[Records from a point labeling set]
(begin)

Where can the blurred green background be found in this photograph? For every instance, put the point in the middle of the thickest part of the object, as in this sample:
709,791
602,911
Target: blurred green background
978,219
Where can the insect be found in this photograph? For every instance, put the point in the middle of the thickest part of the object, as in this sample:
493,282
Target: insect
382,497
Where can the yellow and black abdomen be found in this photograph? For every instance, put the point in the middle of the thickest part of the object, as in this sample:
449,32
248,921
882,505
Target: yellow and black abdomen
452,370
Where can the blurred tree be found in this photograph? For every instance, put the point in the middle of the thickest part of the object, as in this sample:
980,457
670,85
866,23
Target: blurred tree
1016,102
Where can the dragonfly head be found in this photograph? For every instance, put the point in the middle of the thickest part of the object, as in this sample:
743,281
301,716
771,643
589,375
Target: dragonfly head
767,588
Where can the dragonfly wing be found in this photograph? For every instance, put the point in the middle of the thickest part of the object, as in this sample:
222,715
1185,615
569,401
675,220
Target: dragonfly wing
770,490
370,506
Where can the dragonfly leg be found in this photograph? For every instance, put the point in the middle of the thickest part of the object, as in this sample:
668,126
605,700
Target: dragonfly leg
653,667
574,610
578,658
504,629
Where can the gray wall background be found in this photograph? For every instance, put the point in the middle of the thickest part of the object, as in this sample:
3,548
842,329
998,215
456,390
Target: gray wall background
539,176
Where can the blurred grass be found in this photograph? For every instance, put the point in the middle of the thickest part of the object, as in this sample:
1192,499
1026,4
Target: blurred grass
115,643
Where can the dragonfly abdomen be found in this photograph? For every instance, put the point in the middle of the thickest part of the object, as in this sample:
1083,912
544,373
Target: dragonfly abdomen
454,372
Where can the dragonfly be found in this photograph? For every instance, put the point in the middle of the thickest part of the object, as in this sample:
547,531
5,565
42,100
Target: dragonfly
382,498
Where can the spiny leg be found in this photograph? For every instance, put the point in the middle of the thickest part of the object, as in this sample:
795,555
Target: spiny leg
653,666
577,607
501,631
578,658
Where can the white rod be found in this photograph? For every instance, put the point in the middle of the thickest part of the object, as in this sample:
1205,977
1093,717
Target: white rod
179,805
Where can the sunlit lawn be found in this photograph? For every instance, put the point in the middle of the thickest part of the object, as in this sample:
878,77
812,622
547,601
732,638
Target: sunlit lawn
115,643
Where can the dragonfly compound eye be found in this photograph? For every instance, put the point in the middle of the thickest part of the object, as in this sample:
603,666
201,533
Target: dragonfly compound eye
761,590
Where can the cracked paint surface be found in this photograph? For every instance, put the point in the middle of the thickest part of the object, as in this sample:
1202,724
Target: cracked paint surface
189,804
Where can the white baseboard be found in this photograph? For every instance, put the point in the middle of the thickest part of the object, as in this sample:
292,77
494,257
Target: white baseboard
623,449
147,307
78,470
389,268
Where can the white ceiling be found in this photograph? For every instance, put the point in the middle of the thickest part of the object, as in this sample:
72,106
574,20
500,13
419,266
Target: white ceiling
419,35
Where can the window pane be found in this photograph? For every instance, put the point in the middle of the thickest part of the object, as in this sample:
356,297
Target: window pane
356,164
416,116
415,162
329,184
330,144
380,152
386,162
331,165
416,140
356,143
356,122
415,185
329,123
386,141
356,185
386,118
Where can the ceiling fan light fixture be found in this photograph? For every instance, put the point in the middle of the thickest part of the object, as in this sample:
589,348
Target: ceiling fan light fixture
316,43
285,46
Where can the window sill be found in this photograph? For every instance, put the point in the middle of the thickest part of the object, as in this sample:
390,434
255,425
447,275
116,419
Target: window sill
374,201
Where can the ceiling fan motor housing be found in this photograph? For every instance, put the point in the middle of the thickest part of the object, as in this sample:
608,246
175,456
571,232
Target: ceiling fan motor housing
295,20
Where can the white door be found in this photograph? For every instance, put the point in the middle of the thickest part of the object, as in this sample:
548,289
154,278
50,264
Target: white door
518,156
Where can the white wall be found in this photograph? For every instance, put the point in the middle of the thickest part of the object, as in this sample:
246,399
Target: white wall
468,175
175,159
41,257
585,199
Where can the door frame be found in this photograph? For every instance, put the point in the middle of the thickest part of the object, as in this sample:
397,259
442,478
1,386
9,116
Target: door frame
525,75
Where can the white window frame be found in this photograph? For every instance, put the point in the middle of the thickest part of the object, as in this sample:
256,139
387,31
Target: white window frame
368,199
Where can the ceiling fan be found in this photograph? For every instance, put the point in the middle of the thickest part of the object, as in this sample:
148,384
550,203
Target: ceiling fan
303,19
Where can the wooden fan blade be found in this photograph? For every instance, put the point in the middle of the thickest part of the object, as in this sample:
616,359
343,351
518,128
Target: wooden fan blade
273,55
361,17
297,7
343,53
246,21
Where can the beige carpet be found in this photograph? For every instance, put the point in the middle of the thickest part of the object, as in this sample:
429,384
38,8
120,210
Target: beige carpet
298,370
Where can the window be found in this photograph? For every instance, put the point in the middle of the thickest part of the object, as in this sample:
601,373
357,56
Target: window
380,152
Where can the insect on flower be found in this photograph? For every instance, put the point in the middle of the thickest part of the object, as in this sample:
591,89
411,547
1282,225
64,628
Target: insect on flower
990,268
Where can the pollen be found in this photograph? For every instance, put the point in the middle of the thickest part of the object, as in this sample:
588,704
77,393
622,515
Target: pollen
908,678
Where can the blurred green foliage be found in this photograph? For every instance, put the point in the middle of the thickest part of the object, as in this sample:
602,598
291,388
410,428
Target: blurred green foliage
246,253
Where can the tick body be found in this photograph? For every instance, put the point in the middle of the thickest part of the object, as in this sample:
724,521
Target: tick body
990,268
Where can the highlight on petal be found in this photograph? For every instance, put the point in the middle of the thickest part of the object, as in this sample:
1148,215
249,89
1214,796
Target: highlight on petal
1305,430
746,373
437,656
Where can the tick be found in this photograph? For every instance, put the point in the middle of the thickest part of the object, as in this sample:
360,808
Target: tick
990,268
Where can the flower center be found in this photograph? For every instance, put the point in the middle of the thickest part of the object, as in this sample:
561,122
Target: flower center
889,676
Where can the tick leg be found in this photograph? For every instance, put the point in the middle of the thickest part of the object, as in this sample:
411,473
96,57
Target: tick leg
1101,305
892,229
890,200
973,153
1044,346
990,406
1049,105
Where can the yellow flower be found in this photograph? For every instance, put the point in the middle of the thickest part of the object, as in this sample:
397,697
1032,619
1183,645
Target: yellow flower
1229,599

(end)

* Problem statement *
Edit the material so that every "thickest part" becomes "widest part", and leave all other text as it is.

* Response to this task *
Where can the blurred green background be found in this photograph? For every instance, put the point in the middle of the widest part of the object, as in this sample:
709,791
602,911
Target: blurred green background
978,219
Where can the insect be found in this photograph? For every instance, put the point in the middle of the widest part of the object, as in this sample:
493,282
Target: insect
382,497
Where can the yellow and black abdomen be found in this photograph? For every instance, put the point in the middle of the widest part of the object, as in this sample:
449,32
248,921
882,505
Target: yellow and black abdomen
452,370
Where can the blurred tree be found in this photograph? For every instance, put the point in the middle of the widest part of the object, as in this sample:
980,457
670,85
866,23
Target: blurred tree
1016,102
Where can the dragonfly head be found in this photograph? For every instance, put the point in the middle of the widest part of the object, as in this sample:
743,281
301,716
771,643
589,375
Target: dragonfly head
767,588
Where can the dragonfly wing be found in this photograph? For every instance, put the point in the middle of the widest part of the object, as in this sample:
222,715
1185,615
569,401
675,220
Target: dragonfly wing
770,490
370,506
Where can the dragonfly leg be found in this photograph? For every instance, put the point in the middle of the widest part of the object, as in this sample:
668,126
605,700
Target: dragonfly leg
653,667
574,610
578,658
504,629
Where can the gray wall background be found in this photograph? For every instance, put the point in the middle of the widest part of the object, as in this sample:
3,548
842,329
998,215
456,390
Target: gray wall background
539,176
Where can the blurred grass be found in this photograph? For every instance, put the point in the middle of the widest part of the object, as in this sample:
1192,499
1026,4
Target: blurred grass
115,643
Where can the dragonfly abdomen be found in this photograph? For every instance, put the point in the middle of the widest part of the object, as in this sample:
1083,912
544,373
Target: dragonfly abdomen
454,372
Where can the dragonfly be found in this photograph? For every instance, put the point in the middle of the widest part of the object, as in this sample:
547,531
5,565
42,100
Target: dragonfly
382,498
Where can the spiny leg be found in this photograph? For every instance, put the point in the middle of the widest part of the object, as in this sample:
795,555
Target: spiny leg
653,666
577,607
501,631
578,658
Where can the white rod be found in this photograph? For every instance, put the point in the middle of the widest part of the object, as in this sample:
1205,977
1093,717
Target: white rod
179,805
Where can the sunlit lawn be found in this photograph? For every instance, put the point in the middle of the widest part of the object, as in this sample:
878,77
812,622
547,601
732,638
Target: sunlit lawn
115,643
Where can the dragonfly compound eye be found in this photograph? For every instance, put the point in the middle of the widest part of the object, as in this sample:
603,666
201,533
Target: dragonfly compound eye
761,590
Where can the cracked paint surface be found in this photograph? For every instance, put the point in the middle of the widest part of the object, as in this sample:
1202,724
Target: cracked paint surface
189,804
Where can the white baseboard be found in this photograph? For every instance, put the point in the middle of the widest part of the object, as in this sample:
292,77
494,257
Target: white baseboard
623,449
147,307
78,470
389,268
Where can the white ceiling be found in this photograph? For every instance, put the point in the middle of the widest part of the object, as in this sample:
72,106
574,20
500,13
419,266
Target: white ceiling
419,35
Where can the window pane be found in this photograph? For every instance, put the point in the middle of the widest part of the object, as in this sample:
356,297
Target: window pane
356,164
416,116
415,162
329,184
330,144
380,152
386,162
331,165
416,140
356,143
356,122
415,185
329,123
386,141
356,185
386,118
Where can the ceiling fan light fixture be found in this photograph? For every instance, put the point in the middle of the widest part of the object, as in this sample:
589,348
Target: ceiling fan light fixture
316,43
285,46
Where can the window sill be found in this photograph? For every instance, put the point in the middle of the widest part of the object, as in this sample:
390,434
255,425
447,275
116,419
Target: window sill
374,201
Where can the ceiling fan motor housing be found in this photograph? For every instance, put the point in the middle of the widest part of the object, as in this sample:
608,246
175,456
571,232
Target: ceiling fan motor housing
295,20
Where can the white door be found in this photograph? For every instance, put the point in the middle of the widest part of the object, as in this sample:
548,289
154,278
50,264
Target: white door
518,156
Where can the white wall be found in this photograph? For every instance, put the point in the middle of the widest part of the object, as in this sample:
246,399
Target: white wall
468,175
175,159
41,257
585,199
Where can the door frame be found in this photograph? For every instance, put the point in the middle of the widest part of the object, as in this sample:
397,259
442,478
1,386
9,116
Target: door frame
525,75
Where can the white window frame be found in this photograph? For every instance, put the point in the middle of the widest part of the object, as in this sample:
256,139
387,31
Target: white window frame
368,199
Where can the ceiling fan be found in this photograph? For every instance, put the point in the middle of the widest part of the object, as in this sample:
148,384
550,203
Target: ceiling fan
303,19
Where can the wooden fan blade be found in this photograph? For every instance, put the point in the middle of the widest part of the object, as in this sample:
616,359
343,351
518,128
Target: wooden fan blade
273,55
361,17
297,7
343,53
246,21
Where can the beige carpet be found in this photograph? For every instance, put the point in the middle of the widest part of the object, as in this sample:
429,384
38,8
120,210
Target: beige carpet
298,370
Where can the window be found in this photograph? For every instance, put the point in the middle of the widest part of the object, as in this sample:
601,373
357,56
Target: window
380,152
Where can the insect on flower be found in this photograph? For every instance, put the point in the middle of the widest part of the object, as in this sample:
591,89
411,547
1282,225
64,628
Target: insect on flower
990,268
Where can the pollen be found in this photograph? For every instance, put the point in the middle of the widest part of the object, as in this sample:
588,704
77,393
622,515
Target: pollen
908,678
Where can the blurred green foliage be found in this photograph? For every instance, put the point in the middle of the widest part of the object, as in this sample:
602,598
291,388
410,428
Target: blurred green foliage
246,253
Where can the tick body be found in this photograph? For every instance, put the point in the middle of the widest part of the object, as in this sample:
724,521
Target: tick body
990,268
Where can the highlight on petal be found in this photograph? For every instance, put the point in the middle of the widest part of the object, as in this sample:
1148,215
249,89
1214,796
Target: highlight on petal
1305,430
746,373
437,656
Where can the tick be found in this photograph? For every instance, put the point in the middle of the widest part of the object, as in this sample:
360,808
Target: tick
990,268
Where can the flower center be found in this photograph? For every instance, put the point in the middle of the widest part of the object, as in this sample:
561,122
Target: flower center
889,676
Where can the tick leg be found in this photograph? For every instance, put the point in the middle of the widest part of the object, as in this sample:
411,473
96,57
Target: tick leg
1101,305
892,229
890,200
973,153
1044,346
990,406
1049,105
Where can the yellow flower be found in this photograph? For every instance, put the point in the middle of the widest part of the object, as in this sample:
397,697
1032,619
1183,645
Target: yellow flower
1229,599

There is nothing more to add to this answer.